**Records for the task:**
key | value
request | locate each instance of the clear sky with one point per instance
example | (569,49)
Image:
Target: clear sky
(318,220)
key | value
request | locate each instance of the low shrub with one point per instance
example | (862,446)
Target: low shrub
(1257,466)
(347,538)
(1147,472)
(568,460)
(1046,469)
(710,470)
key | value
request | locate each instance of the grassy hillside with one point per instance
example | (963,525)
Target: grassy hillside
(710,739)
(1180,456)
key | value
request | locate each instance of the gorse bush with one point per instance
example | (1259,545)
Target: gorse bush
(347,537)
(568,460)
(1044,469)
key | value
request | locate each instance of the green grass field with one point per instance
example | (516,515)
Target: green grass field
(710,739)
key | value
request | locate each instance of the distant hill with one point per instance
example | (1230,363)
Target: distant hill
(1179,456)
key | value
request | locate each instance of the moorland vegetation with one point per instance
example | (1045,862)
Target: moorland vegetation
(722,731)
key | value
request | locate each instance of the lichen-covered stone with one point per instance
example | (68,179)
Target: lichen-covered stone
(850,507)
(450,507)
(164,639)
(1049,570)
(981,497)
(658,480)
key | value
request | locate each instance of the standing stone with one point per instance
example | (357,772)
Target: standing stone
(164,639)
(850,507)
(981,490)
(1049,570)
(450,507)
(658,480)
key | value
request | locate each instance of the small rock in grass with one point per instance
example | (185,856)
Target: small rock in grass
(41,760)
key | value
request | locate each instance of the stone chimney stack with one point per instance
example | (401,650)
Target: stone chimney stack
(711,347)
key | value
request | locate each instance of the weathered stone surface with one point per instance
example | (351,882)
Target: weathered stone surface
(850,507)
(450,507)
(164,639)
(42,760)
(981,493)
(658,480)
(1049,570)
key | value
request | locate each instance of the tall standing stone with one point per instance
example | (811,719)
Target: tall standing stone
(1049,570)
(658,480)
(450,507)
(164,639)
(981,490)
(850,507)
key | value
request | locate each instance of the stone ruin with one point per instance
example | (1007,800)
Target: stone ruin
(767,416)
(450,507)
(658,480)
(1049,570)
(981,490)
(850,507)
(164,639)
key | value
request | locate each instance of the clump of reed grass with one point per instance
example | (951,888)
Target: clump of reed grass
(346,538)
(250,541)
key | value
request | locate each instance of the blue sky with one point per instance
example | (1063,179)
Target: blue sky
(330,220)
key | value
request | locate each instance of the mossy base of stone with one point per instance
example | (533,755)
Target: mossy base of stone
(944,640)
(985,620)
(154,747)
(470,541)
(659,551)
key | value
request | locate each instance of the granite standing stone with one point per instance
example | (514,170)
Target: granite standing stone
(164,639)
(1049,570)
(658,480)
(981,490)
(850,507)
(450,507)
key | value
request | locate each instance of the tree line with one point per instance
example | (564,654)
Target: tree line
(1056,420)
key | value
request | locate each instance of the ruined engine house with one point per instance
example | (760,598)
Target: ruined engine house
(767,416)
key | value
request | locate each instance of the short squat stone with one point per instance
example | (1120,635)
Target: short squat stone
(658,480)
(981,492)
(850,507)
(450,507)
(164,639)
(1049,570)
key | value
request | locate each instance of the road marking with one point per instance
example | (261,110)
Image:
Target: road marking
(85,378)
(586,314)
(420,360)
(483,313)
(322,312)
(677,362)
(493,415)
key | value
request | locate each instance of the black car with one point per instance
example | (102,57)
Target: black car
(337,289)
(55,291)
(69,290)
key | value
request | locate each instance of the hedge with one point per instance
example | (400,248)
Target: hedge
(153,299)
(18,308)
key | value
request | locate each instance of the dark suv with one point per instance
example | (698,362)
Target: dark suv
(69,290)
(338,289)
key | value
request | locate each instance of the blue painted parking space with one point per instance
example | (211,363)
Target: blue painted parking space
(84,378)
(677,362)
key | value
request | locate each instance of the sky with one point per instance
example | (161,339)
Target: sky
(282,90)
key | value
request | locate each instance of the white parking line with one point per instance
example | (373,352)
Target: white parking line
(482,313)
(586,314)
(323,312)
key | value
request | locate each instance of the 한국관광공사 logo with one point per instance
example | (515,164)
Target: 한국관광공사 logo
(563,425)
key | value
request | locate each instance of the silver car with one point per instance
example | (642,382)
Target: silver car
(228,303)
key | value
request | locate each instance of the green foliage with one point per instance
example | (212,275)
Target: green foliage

**Problem statement:**
How many lines in the material above contain the word "blue"? Reply with the number alone.

**Final result:**
4